+++ Passage given
The Magic of UTF-8: How Computers Understand Text

If computers are just ones and zeroes, how are you reading this? Computers don't understand letters. Everything you read on these life-cursing devices has been turned into numbers.

Let's think about how this works. Imagine you want to write me a message, but we've agreed to communicate only via (hexadecimal) numbers. We decide to map letters to numbers. After much deliberation, we agree 41^[1] will represent A.

In the real world, we can spit this into a .txt file and observe the results:

$ printf '\x41' > lovely-message.txt
$ cat lovely-message.txt
A%

It works! That's because most computers already interpret 0x41 as A due to Unicode, the world's de facto text encoding standard in 2025.

Numbers go in, letters come out. We can also work in the other direction:

The box above is interactive, so play around with various characters and see if you can find some interesting results. Some ideas:

English text (Hello, World!)

Uppercase and lowercase characters (look at how HeLlO wOrLd is different to hElLo WoRlD)

Non-English text, e.g. Japanese (こんにちは世界)

Emoji (👋🌍)

Unicode is a successful standard because it solves the problem of everyone having to agree on what characters should become what numbers. Yes, this used to be a big problem. But it also triggers its own follow-up questions, such as: why does A get converted into a single number (0x41) but À ends up as two (0xC3 0x80)? And how come we can squidge all of Hello, World! into 17 bytes, but a single 👩🏽‍🏫 emoji takes up 15 bytes^[2] just by itself?

We'll get to it.

One Giant Dictionary

Let's start with what Unicode calls a code point, which at its most straightforward represents a single character in the overall Unicode space. Code points are the core building blocks of Unicode, and conceptually represent the letters, numbers and punctuation of most of the world's languages.

Unicode has been designed to be big. To feel the breadth of all this, play with this randomised display of code points from just 0.08% of the overall Unicode space:

You'll notice the characters above have all been rendered as glyphs: as in, you're looking at them. Unicode does not actually concern itself with how things are displayed. Some code points aren't even designed to be 'seen' in the way that a typical user would expect. Other things you might see on your screen come from smooshing two (or more) code points together: the Union Jack flag is actually both U+1F1EC and U+1F1E7, which will display as 🇬 and 🇧 when separate but 🇬🇧 when adjacent.

The Unicode spec handily defines what you or I expect to be a single character as a user-perceived character, because the term 'character' is massively overloaded. The formal way of defining a user-percieved character in Unicode is a grapheme cluster, which is a term we'll start using. By this point you're pretty deep into the annexes of specification: you're looking for UAX #29.

1,114,112 possible code points are available^[3], of which 154,998 have been used as of Unicode version 16.0. Unicode partitions its space into seventeen planes numbered 0 through 16, with each plane supporting 65,536 code points. Plane 0 is known as the Basic Multilingual Plane (BMP), and contains the majority of our languages. Planes 1 through 16 are defined as the Supplementary Planes. 10 of the supplementary planes are currently completely unused.
++++++
+++ Provided records
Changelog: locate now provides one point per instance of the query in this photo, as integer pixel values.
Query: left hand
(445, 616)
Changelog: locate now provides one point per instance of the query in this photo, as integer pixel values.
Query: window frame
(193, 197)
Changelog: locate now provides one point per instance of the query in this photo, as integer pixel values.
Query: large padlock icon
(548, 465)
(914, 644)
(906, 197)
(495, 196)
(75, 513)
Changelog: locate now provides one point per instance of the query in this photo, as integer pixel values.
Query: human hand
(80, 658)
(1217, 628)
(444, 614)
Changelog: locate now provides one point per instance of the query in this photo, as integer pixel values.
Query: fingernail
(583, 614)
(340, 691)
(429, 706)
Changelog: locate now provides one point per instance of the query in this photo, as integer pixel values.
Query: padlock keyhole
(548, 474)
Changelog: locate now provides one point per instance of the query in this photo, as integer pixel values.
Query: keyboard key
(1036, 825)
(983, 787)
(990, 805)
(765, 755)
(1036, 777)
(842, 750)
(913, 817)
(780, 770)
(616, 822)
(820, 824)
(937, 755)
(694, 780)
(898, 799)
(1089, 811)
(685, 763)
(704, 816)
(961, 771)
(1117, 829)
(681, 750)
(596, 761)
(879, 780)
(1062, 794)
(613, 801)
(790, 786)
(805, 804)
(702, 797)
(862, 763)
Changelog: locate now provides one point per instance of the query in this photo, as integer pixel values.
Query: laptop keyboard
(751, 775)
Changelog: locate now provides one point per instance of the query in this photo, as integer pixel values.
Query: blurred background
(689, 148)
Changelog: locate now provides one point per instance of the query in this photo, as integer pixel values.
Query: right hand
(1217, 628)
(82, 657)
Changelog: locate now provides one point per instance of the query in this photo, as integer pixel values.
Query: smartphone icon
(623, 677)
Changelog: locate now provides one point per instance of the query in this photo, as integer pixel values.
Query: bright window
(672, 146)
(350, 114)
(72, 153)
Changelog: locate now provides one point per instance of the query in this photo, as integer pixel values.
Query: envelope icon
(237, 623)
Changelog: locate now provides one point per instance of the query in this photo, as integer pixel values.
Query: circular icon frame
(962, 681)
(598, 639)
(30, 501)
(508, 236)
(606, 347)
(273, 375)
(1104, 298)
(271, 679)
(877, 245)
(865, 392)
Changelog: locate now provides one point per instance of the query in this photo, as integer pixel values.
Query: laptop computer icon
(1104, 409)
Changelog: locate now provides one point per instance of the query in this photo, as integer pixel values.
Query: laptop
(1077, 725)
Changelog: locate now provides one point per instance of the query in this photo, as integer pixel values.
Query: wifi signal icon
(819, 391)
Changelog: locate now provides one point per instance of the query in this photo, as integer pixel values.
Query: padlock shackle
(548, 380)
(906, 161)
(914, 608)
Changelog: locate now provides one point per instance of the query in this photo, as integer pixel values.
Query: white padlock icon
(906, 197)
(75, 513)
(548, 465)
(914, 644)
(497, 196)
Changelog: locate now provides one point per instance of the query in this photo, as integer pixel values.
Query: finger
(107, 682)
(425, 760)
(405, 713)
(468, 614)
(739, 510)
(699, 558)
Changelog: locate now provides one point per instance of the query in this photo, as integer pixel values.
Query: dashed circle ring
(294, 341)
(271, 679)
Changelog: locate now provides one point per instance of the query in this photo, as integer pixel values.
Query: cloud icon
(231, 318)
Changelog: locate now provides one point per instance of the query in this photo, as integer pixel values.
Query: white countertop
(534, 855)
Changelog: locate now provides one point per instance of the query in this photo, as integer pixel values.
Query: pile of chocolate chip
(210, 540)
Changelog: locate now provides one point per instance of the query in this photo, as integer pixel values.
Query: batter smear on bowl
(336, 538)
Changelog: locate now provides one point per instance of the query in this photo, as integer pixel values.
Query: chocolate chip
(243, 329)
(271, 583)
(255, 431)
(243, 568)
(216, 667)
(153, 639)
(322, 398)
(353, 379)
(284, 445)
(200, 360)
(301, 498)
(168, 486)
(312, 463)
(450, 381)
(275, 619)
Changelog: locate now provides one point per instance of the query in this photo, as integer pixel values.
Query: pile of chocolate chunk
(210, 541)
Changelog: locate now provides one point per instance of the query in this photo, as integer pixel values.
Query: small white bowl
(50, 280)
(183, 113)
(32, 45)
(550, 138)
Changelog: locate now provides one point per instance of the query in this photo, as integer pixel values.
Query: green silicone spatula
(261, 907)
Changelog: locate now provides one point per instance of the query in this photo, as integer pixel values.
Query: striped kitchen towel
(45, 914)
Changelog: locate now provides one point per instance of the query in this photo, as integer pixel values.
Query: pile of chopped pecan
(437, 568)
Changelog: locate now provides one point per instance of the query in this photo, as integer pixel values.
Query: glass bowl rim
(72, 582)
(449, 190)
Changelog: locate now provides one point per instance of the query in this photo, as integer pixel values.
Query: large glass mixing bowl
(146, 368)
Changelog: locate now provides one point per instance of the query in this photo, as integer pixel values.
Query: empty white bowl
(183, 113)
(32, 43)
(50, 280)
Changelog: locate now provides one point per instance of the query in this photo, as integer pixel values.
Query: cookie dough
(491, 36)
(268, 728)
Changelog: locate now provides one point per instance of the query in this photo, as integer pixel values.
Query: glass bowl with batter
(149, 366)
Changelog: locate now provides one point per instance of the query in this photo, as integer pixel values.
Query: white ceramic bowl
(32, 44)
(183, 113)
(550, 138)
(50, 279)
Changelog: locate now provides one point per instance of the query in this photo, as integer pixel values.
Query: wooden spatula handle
++++++
-- Set of tasks --
(1) Reproduce a part of the UTF-8 article word for word, beginning at the words "Let's think about" and stopping after the words "standard in 2025.".
(2) Write the next part of the UTF-8 article, picking up right after its last sentence.
None of this material is needed.

-- Final answers --
(1)
Let's think about how this works. Imagine you want to write me a message, but we've agreed to communicate only via (hexadecimal) numbers. We decide to map letters to numbers. After much deliberation, we agree 41^[1] will represent A.

In the real world, we can spit this into a .txt file and observe the results:

$ printf '\x41' > lovely-message.txt
$ cat lovely-message.txt
A%

It works! That's because most computers already interpret 0x41 as A due to Unicode, the world's de facto text encoding standard in 2025.

(2)
If you're reading this, it's likely most characters you'll encounter on a day-to-day basis feature in the Basic Multilingual Plane. The basic Latin character set used for the English language is nestled right near the start of the BMP. In fact, 0x41 to A actually originally came from the formerly dominant ASCII standard, which was mostly fine if you were looking to encode English and a pain if you weren't. In order to smooth overall adoption when it came to rolling out Unicode, ASCII's encodings became a subset of Unicode: 0x41 in ASCII is U+0041 in Unicode. This was a smart design decision.

The problem with ASCII, it turned out, was there was so much language outside of the limits of what it could recognise: its 7-bit space maxed out a meagre 128 characters. Comprehending the sheer amount of work and effort to accommodate all of the planet's languages can actually be particularly tricky for native English speakers (typers?) to wrap their heads around, mostly because we've never had to actively think about it for the majority of our computing lives: ASCII was literally built just for us.

If you visualise just the basic multilingual plane you can isolate the non-control characters of the ASCII block to see just how small it is in the overall space:

So, to be specific, one or more Unicode code points defines the grapheme cluster representation of what the user percieves as a character, and its glyph is how it looks on their screen. A grapheme cluster could be A or é or even 👩‍🚀. It might seem somewhat obvious but it's worth hammering that home: the glyphs for hello can look different when rendered with a sans-serif font than when hello is rendered with a serif one.

Onward, to Bytes!

The next step is to take those code points and encode them into sequences of bytes, so we can do things like save them as documents or send them down internet pipes. Unicode code points can be encoded in three delicious flavours: UTF-32, UTF-16 and UTF-8. Which one should you use?

Spoiler: it's UTF-8.

UTF-8, UTF-16 and UTF-32 are named based on the minimum amount of bits needed to encode code point: 8, 16 or 32, respectively. This means UTF-32 is theoretically the simplest, as every single code point uses exactly four bytes, but also the most space inefficient. Do not also be lulled into a false sense of security that UTF-32 is guaranteed to be straightforward, as we've already seen that code points do not have a 1:1 mapping with what's displayed on the screen due to grapheme clusters - remember 🇬🇧?

Due to its ASCII heritage^[4] and position at the very beginning of the code space, Basic Latin characters don't need more than one byte to be encoded. Both UTF-16 and UTF-8 are variable in their length, with UTF-16 being two bytes for anything in the Basic Multilingual Plane and four bytes for everything else. UTF-16 can be the most space efficient for some Asian languages. UTF-8 goes even further, and encodes characters between one and four bytes.

Anyway, fast forward a couple of decades and UTF-8 emerged as the clear favourite. 98% of websites now use UTF-8. Due to the success of UTF-8 and its ubiquity, most of us can go about our days without having to contemplate it in the slightest. I'm going to totally gloss over UTF-16 and UTF-32 for the rest of this article, which at least saves a discussion about endianness, and I can do this so flippantly exactly because UTF-8 is so popular.

Fun fact: JavaScript encodes strings as UTF-16. This isn't meant as some kind of 'lol JavaScript' remark, I just think it's interesting.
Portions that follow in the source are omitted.